• WORK REQUIRED:
Rewrite each of the records below, putting "Identify" wherever "Pick out" occurs and leaving all other wording unchanged.

• INPUT MATERIAL:

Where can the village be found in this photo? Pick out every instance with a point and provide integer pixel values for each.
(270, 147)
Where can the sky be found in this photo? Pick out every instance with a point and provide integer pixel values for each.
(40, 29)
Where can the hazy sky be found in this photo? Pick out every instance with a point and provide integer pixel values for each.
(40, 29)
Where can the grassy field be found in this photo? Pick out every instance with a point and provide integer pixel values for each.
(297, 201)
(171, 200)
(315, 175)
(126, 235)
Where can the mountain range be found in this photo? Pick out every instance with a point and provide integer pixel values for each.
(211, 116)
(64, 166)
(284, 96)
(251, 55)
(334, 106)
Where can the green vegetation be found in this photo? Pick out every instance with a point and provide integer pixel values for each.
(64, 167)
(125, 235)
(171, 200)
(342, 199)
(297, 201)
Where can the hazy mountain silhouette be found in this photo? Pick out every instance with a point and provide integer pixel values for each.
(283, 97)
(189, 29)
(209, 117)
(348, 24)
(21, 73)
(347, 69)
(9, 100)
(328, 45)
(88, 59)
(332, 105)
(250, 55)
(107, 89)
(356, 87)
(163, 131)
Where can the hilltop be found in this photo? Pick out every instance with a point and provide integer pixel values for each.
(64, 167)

• REPLY:
Where can the village be found in this photo? Identify every instance with a point and provide integer pixel values for each.
(270, 147)
Where can the sky be found in this photo? Identify every instance with a point and provide integer pixel values for each.
(40, 29)
Where can the hazy sky be found in this photo? Identify every instance with a point and provide integer pixel values for each.
(40, 29)
Where can the grassy field be found in this photo? Identify every instance with a point and provide integer pixel values for each.
(297, 201)
(171, 200)
(315, 175)
(126, 235)
Where can the mountain range be found in this photo? Identify every instance with a point and provide integer pixel values for each.
(211, 116)
(64, 166)
(284, 96)
(251, 55)
(334, 106)
Where can the green vegetation be found in this photo? Identify every instance with a point and provide integer pixel values for each.
(64, 167)
(125, 235)
(171, 200)
(342, 199)
(297, 201)
Where can the hazy mountain silhouette be found in this photo? Identify every instance with a point and provide integer pixel values for each.
(283, 97)
(189, 29)
(209, 117)
(348, 24)
(21, 73)
(347, 69)
(9, 100)
(328, 45)
(88, 59)
(332, 105)
(250, 55)
(107, 89)
(356, 87)
(163, 131)
Where can the hilltop be found in this photo? Identify every instance with a point and provide integer pixel values for each.
(64, 167)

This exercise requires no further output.